• [Input rows]:
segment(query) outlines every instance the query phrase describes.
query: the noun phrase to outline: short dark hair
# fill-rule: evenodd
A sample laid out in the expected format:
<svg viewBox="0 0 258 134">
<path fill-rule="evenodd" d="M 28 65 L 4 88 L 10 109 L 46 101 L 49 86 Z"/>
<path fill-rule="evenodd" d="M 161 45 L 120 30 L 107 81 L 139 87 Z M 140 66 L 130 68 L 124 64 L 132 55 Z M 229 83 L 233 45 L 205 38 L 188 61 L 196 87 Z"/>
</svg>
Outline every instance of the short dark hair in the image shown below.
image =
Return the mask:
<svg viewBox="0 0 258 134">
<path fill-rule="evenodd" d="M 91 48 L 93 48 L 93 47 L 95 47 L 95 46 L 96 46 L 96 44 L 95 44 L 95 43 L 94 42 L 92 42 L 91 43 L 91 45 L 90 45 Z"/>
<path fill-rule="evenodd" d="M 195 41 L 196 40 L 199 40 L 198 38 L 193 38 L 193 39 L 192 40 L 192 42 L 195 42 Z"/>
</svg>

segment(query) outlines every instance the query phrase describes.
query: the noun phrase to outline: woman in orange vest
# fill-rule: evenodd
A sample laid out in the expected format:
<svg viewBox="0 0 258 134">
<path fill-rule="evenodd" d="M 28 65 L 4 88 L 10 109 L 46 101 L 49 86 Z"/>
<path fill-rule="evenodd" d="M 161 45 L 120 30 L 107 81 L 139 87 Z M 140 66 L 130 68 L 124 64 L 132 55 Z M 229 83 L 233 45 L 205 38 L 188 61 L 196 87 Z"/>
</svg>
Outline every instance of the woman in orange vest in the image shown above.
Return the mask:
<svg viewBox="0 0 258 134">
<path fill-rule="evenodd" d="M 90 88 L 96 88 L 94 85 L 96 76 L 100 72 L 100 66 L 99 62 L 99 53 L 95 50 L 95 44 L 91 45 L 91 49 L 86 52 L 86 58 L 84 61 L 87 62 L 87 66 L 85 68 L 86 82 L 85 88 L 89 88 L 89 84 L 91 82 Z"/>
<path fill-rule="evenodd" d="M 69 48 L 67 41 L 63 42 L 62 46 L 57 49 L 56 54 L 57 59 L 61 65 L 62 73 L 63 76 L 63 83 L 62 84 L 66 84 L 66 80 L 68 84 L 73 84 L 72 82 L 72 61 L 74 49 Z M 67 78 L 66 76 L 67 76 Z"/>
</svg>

• [What you will do]: Reproduce all of the data above verbatim, line for line, without changing a character.

• [Task solution]:
segment(query) outlines every instance the query phrase describes.
query: the noun phrase to outline: short dark hair
# fill-rule: evenodd
A sample laid out in the expected format:
<svg viewBox="0 0 258 134">
<path fill-rule="evenodd" d="M 28 65 L 4 88 L 10 109 L 46 101 L 49 86 Z"/>
<path fill-rule="evenodd" d="M 161 45 L 120 30 L 107 81 L 139 87 Z M 140 66 L 130 68 L 124 64 L 132 55 Z M 229 83 L 233 45 L 205 38 L 188 61 L 196 87 Z"/>
</svg>
Outline every instance of the short dark hair in the image shown below.
image =
Return the mask:
<svg viewBox="0 0 258 134">
<path fill-rule="evenodd" d="M 91 48 L 93 48 L 93 47 L 95 47 L 95 46 L 96 46 L 96 44 L 95 44 L 95 43 L 94 42 L 92 42 L 91 43 L 91 45 L 90 45 Z"/>
<path fill-rule="evenodd" d="M 195 41 L 196 40 L 199 40 L 198 38 L 193 38 L 193 39 L 192 40 L 192 42 L 195 42 Z"/>
</svg>

segment(query) outlines every instance the query phrase describes.
query: the noun phrase to outline: woman in orange vest
# fill-rule: evenodd
A sample laid out in the expected format:
<svg viewBox="0 0 258 134">
<path fill-rule="evenodd" d="M 28 65 L 4 88 L 10 109 L 46 101 L 49 86 Z"/>
<path fill-rule="evenodd" d="M 161 45 L 120 30 L 107 81 L 139 87 Z M 140 66 L 130 68 L 124 64 L 132 55 Z M 229 83 L 233 45 L 205 38 L 188 61 L 196 87 Z"/>
</svg>
Outline every instance of the woman in orange vest in the image shown above.
Return the mask:
<svg viewBox="0 0 258 134">
<path fill-rule="evenodd" d="M 90 88 L 96 88 L 94 85 L 96 76 L 100 72 L 100 66 L 99 62 L 99 53 L 95 50 L 95 44 L 91 45 L 91 49 L 86 52 L 86 58 L 84 61 L 87 62 L 87 66 L 85 68 L 86 82 L 85 88 L 89 88 L 89 84 L 91 82 Z"/>
<path fill-rule="evenodd" d="M 69 48 L 67 41 L 63 42 L 62 46 L 57 49 L 56 54 L 57 59 L 61 65 L 62 73 L 63 76 L 63 83 L 62 84 L 66 84 L 66 80 L 68 84 L 73 84 L 72 82 L 72 61 L 74 49 Z M 67 78 L 66 76 L 67 76 Z"/>
</svg>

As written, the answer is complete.